═══ SOURCE DATA

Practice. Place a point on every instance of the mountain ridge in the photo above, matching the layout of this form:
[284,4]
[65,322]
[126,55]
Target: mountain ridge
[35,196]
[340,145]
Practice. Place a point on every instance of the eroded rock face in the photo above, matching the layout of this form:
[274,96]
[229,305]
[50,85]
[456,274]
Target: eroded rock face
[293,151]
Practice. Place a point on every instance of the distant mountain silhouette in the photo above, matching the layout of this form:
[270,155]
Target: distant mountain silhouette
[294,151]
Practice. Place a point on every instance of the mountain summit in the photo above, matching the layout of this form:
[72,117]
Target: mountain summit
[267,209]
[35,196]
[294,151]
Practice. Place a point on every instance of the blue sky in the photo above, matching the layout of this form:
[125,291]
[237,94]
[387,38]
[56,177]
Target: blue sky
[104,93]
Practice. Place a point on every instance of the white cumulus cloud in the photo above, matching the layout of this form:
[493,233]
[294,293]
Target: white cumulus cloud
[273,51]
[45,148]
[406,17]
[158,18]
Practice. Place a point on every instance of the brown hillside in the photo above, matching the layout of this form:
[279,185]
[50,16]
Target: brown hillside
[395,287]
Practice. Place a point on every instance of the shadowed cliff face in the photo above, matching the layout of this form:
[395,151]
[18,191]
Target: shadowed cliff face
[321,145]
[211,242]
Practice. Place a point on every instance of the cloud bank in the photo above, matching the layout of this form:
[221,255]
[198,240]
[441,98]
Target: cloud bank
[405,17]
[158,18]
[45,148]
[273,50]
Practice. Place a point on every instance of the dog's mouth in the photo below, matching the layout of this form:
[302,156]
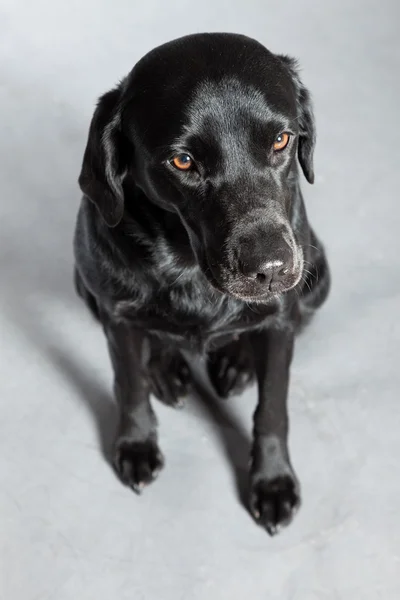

══════

## [EXERCISE AIM]
Nothing but the lines from the one containing "Practice. Place a point on every instance of the brown" to the last line of the records should be returned, exactly as they appear and without pictures.

## [SOLUTION]
Practice. Place a point on every instance of the brown hillside in the photo above, matching the layout of this form:
[279,185]
[50,16]
Target: brown hillside
[395,287]
Practice. Place a point on every instance of the shadowed cliff face in the photo above, matching the layout of this form:
[395,151]
[18,191]
Target: shadowed cliff face
[321,145]
[211,242]
Practice. Place a point on every instance of the cloud bank in the photo above, matching the layout of this form:
[221,255]
[198,240]
[441,98]
Target: cloud bank
[405,17]
[158,18]
[45,148]
[273,50]
Practice. Place a point on every instance of the dog's mouth in the photo below, matching the layout of this form:
[302,156]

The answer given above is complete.